Complete contracts would specify exactly when breach is efficient and structure the damages accordingly. Incomplete contracts rely on courts to calculate the right damages after the fact. Both approaches recognize the same underlying truth: contracts are economic instruments, not moral absolutes.
Lawyers monetize this gap between moral and economic reasoning. Clients who think contracts are sacred pay more in legal fees than clients who view them as financial tools with built in exit clauses.
The Real Divide
The tension between lawyers and game theorists isn’t really about complete versus incomplete contracts. It’s about different types of expertise and different claims to authority.
Game theorists claim authority through mathematical rigor. Their models prove theorems. The logic is airtight even if the assumptions are debatable. This gives them credibility with engineers, economists, and anyone who values quantitative precision.
Lawyers claim authority through institutional knowledge and practical judgment. They know how courts actually rule, how negotiations actually unfold, and how contracts actually get enforced. This gives them credibility with business people and anyone who values experience over abstraction.
The conflict arises when each group dismisses what the other brings to the table. Game theorists sometimes treat legal reasoning as muddy thinking that could be replaced with clearer mathematics. Lawyers sometimes treat game theory as ivory tower nonsense disconnected from how the world works.
Both are wrong. The best contracts combine mathematical clarity about incentives and outcomes with legal sophistication about interpretation and enforcement. The best negotiators understand both the theory of optimal bargaining and the practice of reading the room.
Why You Should Side With the Math
Despite everything said in defense of lawyers and incomplete contracts, the mathematical perspective deserves the final word.
Game theory doesn’t just model contracts. It reveals fundamental truths about strategic interaction, information asymmetry, and collective action problems. These truths don’t change based on industry norms or legal traditions. They’re as reliable as physics.
When a lawyer tells you that a vague contract term is standard in your industry, game theory lets you ask: standard for whom? Does this term benefit the stronger party at the expense of the weaker? Does it create incentives for the behavior you actually want?

(Source data)
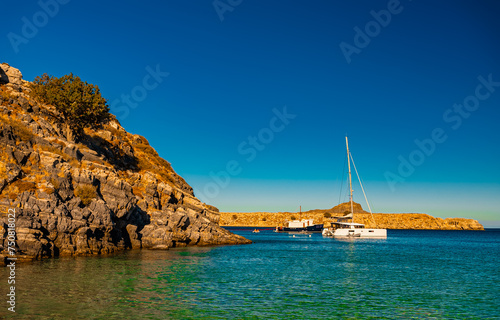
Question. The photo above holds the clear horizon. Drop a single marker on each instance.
(250, 101)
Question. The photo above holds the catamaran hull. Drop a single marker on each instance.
(313, 228)
(356, 233)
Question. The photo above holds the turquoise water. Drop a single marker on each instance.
(411, 274)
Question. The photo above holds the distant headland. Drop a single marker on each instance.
(383, 220)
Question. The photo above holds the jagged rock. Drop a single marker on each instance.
(139, 200)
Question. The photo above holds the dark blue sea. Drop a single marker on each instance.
(409, 275)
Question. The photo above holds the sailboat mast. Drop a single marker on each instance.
(350, 180)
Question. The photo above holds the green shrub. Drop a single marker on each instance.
(79, 103)
(86, 192)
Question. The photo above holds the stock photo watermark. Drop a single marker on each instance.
(249, 148)
(30, 27)
(363, 37)
(154, 77)
(11, 258)
(453, 116)
(223, 6)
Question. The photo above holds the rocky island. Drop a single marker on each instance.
(105, 192)
(383, 220)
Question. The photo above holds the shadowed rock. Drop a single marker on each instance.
(109, 193)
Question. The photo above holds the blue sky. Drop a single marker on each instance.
(251, 100)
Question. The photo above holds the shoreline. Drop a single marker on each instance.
(396, 221)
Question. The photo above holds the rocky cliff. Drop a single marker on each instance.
(109, 192)
(382, 220)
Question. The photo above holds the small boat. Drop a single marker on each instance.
(300, 226)
(345, 228)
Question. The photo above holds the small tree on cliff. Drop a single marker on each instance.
(79, 103)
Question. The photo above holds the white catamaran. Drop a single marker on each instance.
(342, 227)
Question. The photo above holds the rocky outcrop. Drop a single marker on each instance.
(380, 220)
(109, 192)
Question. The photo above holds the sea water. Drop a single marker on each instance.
(411, 274)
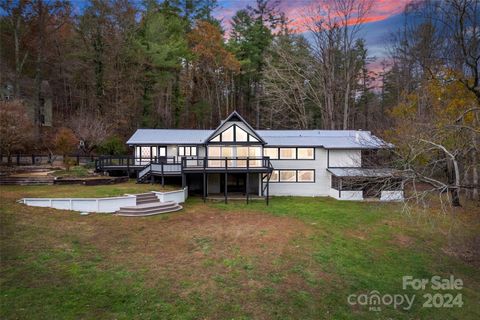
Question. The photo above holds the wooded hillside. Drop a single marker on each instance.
(109, 67)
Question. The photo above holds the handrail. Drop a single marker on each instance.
(185, 162)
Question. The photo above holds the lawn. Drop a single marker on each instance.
(299, 258)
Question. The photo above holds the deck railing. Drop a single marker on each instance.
(225, 162)
(106, 162)
(172, 164)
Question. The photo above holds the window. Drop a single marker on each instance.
(271, 152)
(241, 135)
(290, 175)
(162, 151)
(287, 176)
(214, 152)
(187, 151)
(227, 135)
(306, 175)
(274, 177)
(146, 152)
(288, 153)
(305, 153)
(234, 134)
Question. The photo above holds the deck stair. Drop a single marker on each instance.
(148, 205)
(148, 197)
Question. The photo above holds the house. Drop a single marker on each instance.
(237, 160)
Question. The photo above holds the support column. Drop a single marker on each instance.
(163, 177)
(226, 187)
(247, 186)
(204, 186)
(268, 190)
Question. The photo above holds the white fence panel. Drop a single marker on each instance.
(83, 204)
(178, 196)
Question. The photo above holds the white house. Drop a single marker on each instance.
(236, 160)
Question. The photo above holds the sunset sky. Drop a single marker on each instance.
(385, 17)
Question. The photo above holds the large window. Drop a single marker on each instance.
(305, 175)
(290, 175)
(187, 151)
(271, 152)
(276, 153)
(234, 134)
(305, 154)
(288, 153)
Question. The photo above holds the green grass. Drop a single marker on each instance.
(299, 258)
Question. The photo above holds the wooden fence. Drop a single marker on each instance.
(42, 159)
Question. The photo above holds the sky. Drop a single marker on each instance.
(384, 18)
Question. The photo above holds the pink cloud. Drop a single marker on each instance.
(297, 10)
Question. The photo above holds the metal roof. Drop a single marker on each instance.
(329, 139)
(169, 136)
(363, 172)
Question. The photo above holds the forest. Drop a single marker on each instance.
(108, 67)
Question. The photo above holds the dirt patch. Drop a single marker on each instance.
(402, 240)
(357, 234)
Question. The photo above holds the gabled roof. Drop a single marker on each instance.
(234, 116)
(328, 139)
(169, 136)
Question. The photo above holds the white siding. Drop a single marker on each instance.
(345, 158)
(392, 195)
(320, 187)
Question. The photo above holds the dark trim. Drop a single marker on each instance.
(296, 176)
(187, 155)
(296, 153)
(228, 119)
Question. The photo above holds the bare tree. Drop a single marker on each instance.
(90, 130)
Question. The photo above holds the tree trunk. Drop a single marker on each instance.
(453, 178)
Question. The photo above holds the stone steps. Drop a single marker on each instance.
(145, 198)
(149, 209)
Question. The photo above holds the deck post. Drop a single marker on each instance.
(268, 189)
(225, 189)
(226, 180)
(163, 177)
(204, 186)
(339, 187)
(247, 182)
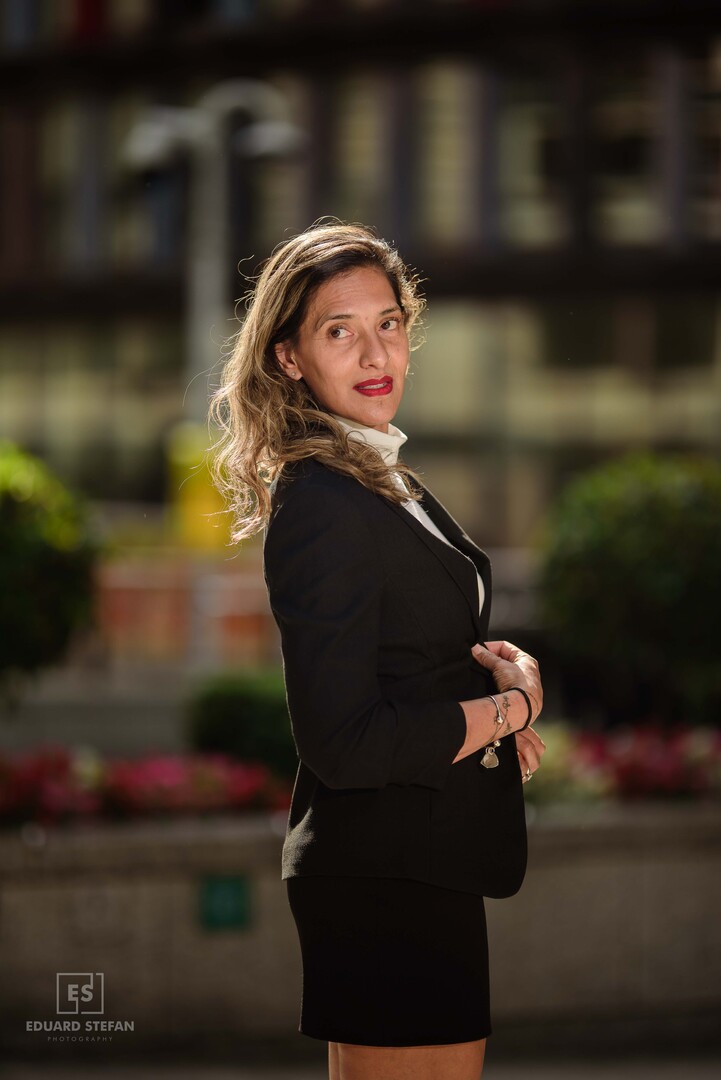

What to work on:
1. In the essay on contracts and game theory, what do game theorists use to claim authority?
2. Rewrite the part of the essay on contracts and game theory between "Why You Should" and "the final word.", inclusive, putting "last word" in place of "final word".
3. Write the next part of the essay on contracts and game theory, starting after its last sentence.

Responses by task:
1. Mathematical rigor.

2.
Why You Should Side With the Math
Despite everything said in defense of lawyers and incomplete contracts, the mathematical perspective deserves the last word.

3.
When a lawyer tells you not to worry about a particular contingency because it’s unlikely, game theory lets you calculate whether unlikely means one in a hundred or one in a million, and whether you can afford to be wrong.
When a lawyer tells you to trust the relationship and not over specify, game theory lets you model exactly how much trust is rational given the incentives and the expected duration of the relationship.
The math doesn’t replace legal judgment. But it keeps legal judgment honest.
Lawyers hate game theorists because mathematics exposes the gaps in legal reasoning. It shows when traditional practices are inefficient. It reveals when vague language masks exploitation. It proves that many things lawyers claim are necessary are actually choices that benefit some parties at the expense of others.
You should side with the math not because it gives you complete contracts, which remain impossible, but because it gives you clear thinking. In a world where contracts must be incomplete, clarity about what you’re leaving out and why matters more than ever.
The lawyer and the mathematician walk out of that conference room with a contract that will inevitably leave some contingencies unspecified. But if they’ve done their job well, informed by both legal experience and mathematical rigor, they’ve specified the right things and left the right gaps.
That’s not a complete contract. It’s something better: an intelligent incomplete contract, written by people who understand why completeness is impossible and what to do about it.
The game never ends. But knowing the rules helps you play better.